# [WHAT THE EXERCISE ASKS]
Can you reproduce everything from the start of the records down to the line containing "92], [325, 97]]", substituting "bush" for "shrub" and leaving the rest unchanged?

# [DATASET EXTRACT]

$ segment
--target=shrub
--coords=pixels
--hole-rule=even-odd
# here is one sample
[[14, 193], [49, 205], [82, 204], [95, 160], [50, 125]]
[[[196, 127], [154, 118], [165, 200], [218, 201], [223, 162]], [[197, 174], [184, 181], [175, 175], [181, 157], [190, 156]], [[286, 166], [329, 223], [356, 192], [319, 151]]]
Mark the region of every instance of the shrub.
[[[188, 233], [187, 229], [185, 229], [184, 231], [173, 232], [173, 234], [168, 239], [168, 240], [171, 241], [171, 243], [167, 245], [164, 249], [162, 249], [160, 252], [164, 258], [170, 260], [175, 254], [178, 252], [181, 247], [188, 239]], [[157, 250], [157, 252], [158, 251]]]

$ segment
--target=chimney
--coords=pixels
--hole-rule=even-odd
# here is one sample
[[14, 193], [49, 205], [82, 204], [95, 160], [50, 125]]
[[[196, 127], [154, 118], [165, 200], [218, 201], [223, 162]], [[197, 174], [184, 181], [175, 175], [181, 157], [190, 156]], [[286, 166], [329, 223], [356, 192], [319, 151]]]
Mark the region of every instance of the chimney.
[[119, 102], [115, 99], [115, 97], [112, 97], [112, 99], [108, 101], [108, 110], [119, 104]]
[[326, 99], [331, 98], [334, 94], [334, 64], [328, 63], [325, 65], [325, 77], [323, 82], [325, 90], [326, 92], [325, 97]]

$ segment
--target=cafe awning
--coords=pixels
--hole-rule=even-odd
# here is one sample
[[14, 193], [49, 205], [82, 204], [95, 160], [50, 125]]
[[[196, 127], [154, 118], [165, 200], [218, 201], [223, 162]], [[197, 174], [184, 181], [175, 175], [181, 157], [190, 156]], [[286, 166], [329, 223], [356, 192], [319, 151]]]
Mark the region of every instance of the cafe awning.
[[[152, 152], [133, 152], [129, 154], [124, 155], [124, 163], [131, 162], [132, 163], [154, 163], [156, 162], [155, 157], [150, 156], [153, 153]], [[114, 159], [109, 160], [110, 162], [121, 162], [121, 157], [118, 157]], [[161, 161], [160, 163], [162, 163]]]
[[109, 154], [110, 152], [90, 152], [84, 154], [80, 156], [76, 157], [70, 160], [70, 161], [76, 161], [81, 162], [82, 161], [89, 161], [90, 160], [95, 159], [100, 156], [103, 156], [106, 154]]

# [ANSWER TO THE PROBLEM]
$ segment
--target=bush
--coords=pixels
--hole-rule=even-odd
# here is one sample
[[14, 193], [49, 205], [82, 204], [95, 160], [50, 125]]
[[[196, 127], [154, 118], [165, 200], [218, 201], [223, 162]], [[197, 174], [184, 181], [175, 175], [181, 157], [190, 156]], [[286, 166], [329, 223], [356, 192], [319, 151]]]
Mark the region of every instance of the bush.
[[[188, 233], [187, 229], [185, 229], [184, 231], [173, 232], [173, 234], [168, 239], [168, 240], [171, 241], [171, 243], [167, 245], [164, 249], [162, 249], [160, 252], [164, 258], [170, 260], [175, 254], [178, 252], [181, 247], [188, 239]], [[157, 250], [157, 252], [158, 251]]]

$ segment
--target=chimney
--coords=pixels
--hole-rule=even-odd
# here is one sample
[[14, 193], [49, 205], [82, 204], [95, 160], [50, 125]]
[[[196, 127], [154, 118], [165, 200], [218, 201], [223, 162]], [[197, 174], [184, 181], [175, 175], [181, 157], [190, 156]], [[286, 166], [329, 223], [356, 192], [319, 151]]]
Mark the region of every instance of the chimney.
[[119, 102], [115, 99], [115, 97], [112, 97], [112, 99], [108, 101], [108, 110], [119, 104]]
[[326, 99], [331, 98], [334, 94], [334, 64], [328, 63], [325, 65], [325, 77], [323, 82], [325, 90], [326, 92], [325, 97]]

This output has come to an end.